## Required work
If anything in the data looks odd, keep it anyway and write the whole listing out unchanged.

BEGIN

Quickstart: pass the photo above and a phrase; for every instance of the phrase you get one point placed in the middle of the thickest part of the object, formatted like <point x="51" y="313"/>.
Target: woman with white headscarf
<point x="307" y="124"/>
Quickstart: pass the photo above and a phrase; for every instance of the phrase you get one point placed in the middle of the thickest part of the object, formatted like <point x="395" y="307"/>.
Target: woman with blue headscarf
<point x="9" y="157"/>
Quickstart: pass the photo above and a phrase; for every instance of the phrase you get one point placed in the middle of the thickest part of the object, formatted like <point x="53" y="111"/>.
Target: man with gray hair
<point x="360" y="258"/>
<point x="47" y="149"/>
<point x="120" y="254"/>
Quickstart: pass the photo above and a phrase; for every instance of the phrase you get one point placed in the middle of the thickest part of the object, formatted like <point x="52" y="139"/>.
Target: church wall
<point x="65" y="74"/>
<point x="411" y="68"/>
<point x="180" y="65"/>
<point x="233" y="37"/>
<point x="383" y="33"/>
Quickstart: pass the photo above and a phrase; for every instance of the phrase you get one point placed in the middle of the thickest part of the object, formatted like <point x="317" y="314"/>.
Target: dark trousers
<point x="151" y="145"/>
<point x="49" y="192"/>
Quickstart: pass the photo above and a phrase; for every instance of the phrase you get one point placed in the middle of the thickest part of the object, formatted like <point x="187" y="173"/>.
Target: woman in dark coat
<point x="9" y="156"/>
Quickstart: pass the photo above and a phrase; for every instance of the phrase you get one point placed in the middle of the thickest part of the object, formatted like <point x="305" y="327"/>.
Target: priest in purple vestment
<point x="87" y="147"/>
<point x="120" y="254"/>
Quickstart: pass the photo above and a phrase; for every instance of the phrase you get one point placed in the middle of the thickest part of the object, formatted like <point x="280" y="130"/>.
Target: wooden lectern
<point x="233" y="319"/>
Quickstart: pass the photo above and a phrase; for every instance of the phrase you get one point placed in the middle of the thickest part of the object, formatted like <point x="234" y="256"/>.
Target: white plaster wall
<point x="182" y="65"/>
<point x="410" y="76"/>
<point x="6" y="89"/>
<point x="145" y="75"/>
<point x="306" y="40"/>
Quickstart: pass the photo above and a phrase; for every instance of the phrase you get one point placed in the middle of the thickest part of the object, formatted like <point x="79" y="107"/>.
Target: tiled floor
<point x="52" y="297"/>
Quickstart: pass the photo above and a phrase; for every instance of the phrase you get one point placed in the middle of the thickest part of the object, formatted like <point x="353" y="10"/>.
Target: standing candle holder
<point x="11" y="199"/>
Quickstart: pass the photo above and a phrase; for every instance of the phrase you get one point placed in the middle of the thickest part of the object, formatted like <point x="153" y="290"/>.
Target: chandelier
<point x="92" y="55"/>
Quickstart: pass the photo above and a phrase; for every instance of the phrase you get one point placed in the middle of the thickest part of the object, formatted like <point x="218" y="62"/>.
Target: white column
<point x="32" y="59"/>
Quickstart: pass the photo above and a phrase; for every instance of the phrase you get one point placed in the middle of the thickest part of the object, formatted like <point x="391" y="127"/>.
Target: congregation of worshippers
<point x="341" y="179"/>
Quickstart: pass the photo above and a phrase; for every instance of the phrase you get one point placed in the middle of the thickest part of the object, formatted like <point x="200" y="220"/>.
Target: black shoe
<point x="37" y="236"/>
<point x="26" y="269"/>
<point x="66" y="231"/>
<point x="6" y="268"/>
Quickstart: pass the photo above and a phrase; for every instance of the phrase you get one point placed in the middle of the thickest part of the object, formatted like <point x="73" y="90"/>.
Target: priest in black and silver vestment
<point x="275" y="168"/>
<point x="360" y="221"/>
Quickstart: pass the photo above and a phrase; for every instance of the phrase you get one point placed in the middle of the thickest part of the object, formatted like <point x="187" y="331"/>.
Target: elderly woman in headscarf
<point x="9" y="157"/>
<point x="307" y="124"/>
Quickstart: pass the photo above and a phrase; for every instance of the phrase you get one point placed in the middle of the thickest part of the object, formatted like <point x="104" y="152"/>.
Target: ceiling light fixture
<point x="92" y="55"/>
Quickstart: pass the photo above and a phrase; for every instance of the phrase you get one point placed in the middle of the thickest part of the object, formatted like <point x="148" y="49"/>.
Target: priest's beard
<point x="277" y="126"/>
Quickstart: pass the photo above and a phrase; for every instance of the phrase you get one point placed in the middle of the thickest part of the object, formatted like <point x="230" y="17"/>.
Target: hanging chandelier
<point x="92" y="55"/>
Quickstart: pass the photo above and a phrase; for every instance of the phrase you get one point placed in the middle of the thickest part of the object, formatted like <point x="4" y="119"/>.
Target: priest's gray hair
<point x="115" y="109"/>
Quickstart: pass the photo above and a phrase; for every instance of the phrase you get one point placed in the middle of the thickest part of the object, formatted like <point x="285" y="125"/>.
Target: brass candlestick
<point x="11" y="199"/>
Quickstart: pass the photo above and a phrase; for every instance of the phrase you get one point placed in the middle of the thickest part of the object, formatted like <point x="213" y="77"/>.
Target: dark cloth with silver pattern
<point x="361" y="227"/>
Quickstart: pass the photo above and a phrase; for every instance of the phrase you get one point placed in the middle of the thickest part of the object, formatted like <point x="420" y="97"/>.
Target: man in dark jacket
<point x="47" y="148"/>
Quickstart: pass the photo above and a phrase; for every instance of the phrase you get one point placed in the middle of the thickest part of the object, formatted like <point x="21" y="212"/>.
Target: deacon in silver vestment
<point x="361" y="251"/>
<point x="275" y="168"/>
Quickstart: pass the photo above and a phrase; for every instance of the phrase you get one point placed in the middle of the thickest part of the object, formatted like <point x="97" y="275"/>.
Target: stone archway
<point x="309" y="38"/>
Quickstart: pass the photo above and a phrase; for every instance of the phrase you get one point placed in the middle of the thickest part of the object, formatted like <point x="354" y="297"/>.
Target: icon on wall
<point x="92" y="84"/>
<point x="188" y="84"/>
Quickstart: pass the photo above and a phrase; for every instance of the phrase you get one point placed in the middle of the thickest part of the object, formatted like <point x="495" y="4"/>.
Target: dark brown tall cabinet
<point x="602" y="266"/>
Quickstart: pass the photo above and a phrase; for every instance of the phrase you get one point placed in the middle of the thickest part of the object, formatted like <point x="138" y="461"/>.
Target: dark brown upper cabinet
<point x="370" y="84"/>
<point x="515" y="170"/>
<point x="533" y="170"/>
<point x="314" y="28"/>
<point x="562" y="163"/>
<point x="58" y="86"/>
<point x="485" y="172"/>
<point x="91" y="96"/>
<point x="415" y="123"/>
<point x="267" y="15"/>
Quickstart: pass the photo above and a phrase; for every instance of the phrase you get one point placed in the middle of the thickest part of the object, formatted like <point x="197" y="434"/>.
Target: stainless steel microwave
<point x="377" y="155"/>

END

## Answer to this task
Quickstart: pass the photo above and a phrase; for every instance of the phrase you get one point placed in the middle of the thickest part of the object, formatted like <point x="51" y="313"/>.
Target: woman with white headscarf
<point x="307" y="124"/>
Quickstart: pass the photo above and a phrase; for every instance of the phrase you get one point placed in the middle of the thickest part of the object, formatted like <point x="395" y="307"/>.
Target: woman with blue headscarf
<point x="9" y="157"/>
Quickstart: pass the photo above and a phrase; for every instance of the phrase you get one point placed in the middle of the thickest part of the object, formatted like <point x="53" y="111"/>.
Target: man with gray hair
<point x="360" y="258"/>
<point x="47" y="149"/>
<point x="120" y="254"/>
Quickstart: pass the photo above and a phrase; for every instance of the phrase you get one point placed in the middle of the thickest part of the object, formatted like <point x="52" y="139"/>.
Target: church wall
<point x="65" y="74"/>
<point x="411" y="68"/>
<point x="180" y="65"/>
<point x="233" y="37"/>
<point x="383" y="33"/>
Quickstart: pass the photo above and a phrase; for every instance of the phrase you get one point placed in the middle of the thickest part of the object, formatted like <point x="317" y="314"/>.
Target: dark trousers
<point x="151" y="145"/>
<point x="49" y="192"/>
Quickstart: pass the photo above and a phrase; for every instance of the phrase you get one point placed in the middle of the thickest part of the object, formatted like <point x="187" y="173"/>.
Target: woman in dark coat
<point x="9" y="156"/>
Quickstart: pass the photo above and a phrase; for every instance of the phrase you get one point placed in the middle of the thickest part of the object, formatted like <point x="305" y="327"/>.
Target: priest in purple vestment
<point x="87" y="147"/>
<point x="120" y="254"/>
Quickstart: pass the photo above and a phrase; for every instance of the phrase you get one point placed in the middle of the thickest part of the object, formatted like <point x="280" y="130"/>.
Target: wooden lectern
<point x="233" y="319"/>
Quickstart: pass the photo above and a phrase; for every instance of the phrase you get one point placed in the middle of the thickest part of the object, formatted like <point x="234" y="256"/>.
Target: white plaster wall
<point x="182" y="65"/>
<point x="410" y="76"/>
<point x="6" y="89"/>
<point x="145" y="75"/>
<point x="306" y="40"/>
Quickstart: pass the photo above and a phrase; for every instance of the phrase you get one point placed in the middle of the thickest part of the object, formatted like <point x="79" y="107"/>.
Target: tiled floor
<point x="52" y="297"/>
Quickstart: pass the photo above and a phrase; for every instance of the phrase you get one point placed in the middle of the thickest part of the object, formatted like <point x="353" y="10"/>.
Target: standing candle holder
<point x="11" y="199"/>
Quickstart: pass the photo above and a phrase; for every instance of the phrase you get one point placed in the middle of the thickest part of the object, formatted like <point x="153" y="290"/>.
Target: chandelier
<point x="92" y="55"/>
Quickstart: pass the photo above and a phrase; for every instance of the phrase you get one point placed in the middle of the thickest part of the object, formatted like <point x="218" y="62"/>.
Target: white column
<point x="32" y="59"/>
Quickstart: pass the photo above and a phrase; for every instance of the phrase you get one point placed in the middle of the thickest part of the object, formatted like <point x="391" y="127"/>.
Target: congregation of worshippers
<point x="341" y="179"/>
Quickstart: pass the photo above and a phrase; for every instance of the phrase you get one point placed in the middle of the thickest part of the object, formatted like <point x="200" y="220"/>.
Target: black shoe
<point x="37" y="236"/>
<point x="26" y="269"/>
<point x="66" y="231"/>
<point x="6" y="268"/>
Quickstart: pass the photo above and a phrase; for every instance of the phrase you get one point placed in the middle of the thickest part of the object, formatted like <point x="73" y="90"/>.
Target: priest in black and silver vestment
<point x="275" y="168"/>
<point x="360" y="221"/>
Quickstart: pass the photo above and a phrase; for every instance of the phrase you get one point placed in the middle of the thickest part of the object, formatted like <point x="187" y="331"/>.
Target: elderly woman in headscarf
<point x="9" y="157"/>
<point x="307" y="124"/>
Quickstart: pass the photo above and a phrase; for every instance of the phrase you get one point placed in the middle of the thickest part of the object, formatted like <point x="104" y="152"/>.
Target: ceiling light fixture
<point x="92" y="55"/>
Quickstart: pass the photo above and a phrase; for every instance of the phrase you get one point placed in the middle of the thickest part of the object, formatted like <point x="148" y="49"/>.
Target: priest's beard
<point x="277" y="126"/>
Quickstart: pass the photo above and a phrase; for every instance of the phrase you get one point placed in the middle of the thickest part of the object, formatted like <point x="230" y="17"/>.
Target: hanging chandelier
<point x="92" y="55"/>
Quickstart: pass the photo above and a phrase; for every instance of the phrase you get one point placed in the middle of the thickest part of the object, formatted like <point x="4" y="119"/>.
Target: priest's gray hair
<point x="115" y="109"/>
Quickstart: pass the photo above and a phrase; for every instance of the phrase you get one point placed in the middle of the thickest part of the object, formatted like <point x="285" y="125"/>.
Target: brass candlestick
<point x="11" y="199"/>
Quickstart: pass the photo above and a phrase; for every instance of the phrase you get one point placed in the middle of the thickest part of the object, formatted like <point x="213" y="77"/>.
Target: dark cloth with silver pattern
<point x="361" y="227"/>
Quickstart: pass the photo above and a phrase; for every instance of the phrase you get one point placed in the middle of the thickest part of the object, formatted like <point x="420" y="97"/>.
Target: man in dark jacket
<point x="47" y="148"/>
Quickstart: pass the photo above and a phrase; for every instance of the phrase you get one point placed in the middle of the thickest part of the object, formatted like <point x="21" y="212"/>.
Target: deacon in silver vestment
<point x="361" y="251"/>
<point x="275" y="168"/>
Quickstart: pass the photo above and a phrase; for every instance of the phrase you get one point placed in the middle of the thickest part of the object, formatted like <point x="97" y="275"/>.
Target: stone archway
<point x="309" y="38"/>
Quickstart: pass the photo above and a phrase; for every instance of the phrase you get one point placed in the middle of the thickest part of the object, formatted like <point x="354" y="297"/>.
Target: icon on wall
<point x="92" y="84"/>
<point x="188" y="84"/>
Quickstart: pass the photo above and a phrase; for every instance of the phrase you get one point placed in the middle of the thickest part of the object, formatted like <point x="495" y="4"/>.
Target: dark brown tall cabinet
<point x="602" y="266"/>
Quickstart: pass the photo above and a phrase; for every instance of the phrase you get one point placed in the middle of the thickest part of the object, formatted like <point x="138" y="461"/>.
Target: dark brown upper cabinet
<point x="370" y="84"/>
<point x="515" y="170"/>
<point x="533" y="170"/>
<point x="314" y="28"/>
<point x="562" y="163"/>
<point x="58" y="86"/>
<point x="485" y="172"/>
<point x="91" y="96"/>
<point x="415" y="123"/>
<point x="267" y="15"/>
Quickstart: pass the photo above and a phrase; for every instance of the phrase you get one point placed in the middle of the thickest part of the object, formatted like <point x="197" y="434"/>.
Target: stainless steel microwave
<point x="377" y="155"/>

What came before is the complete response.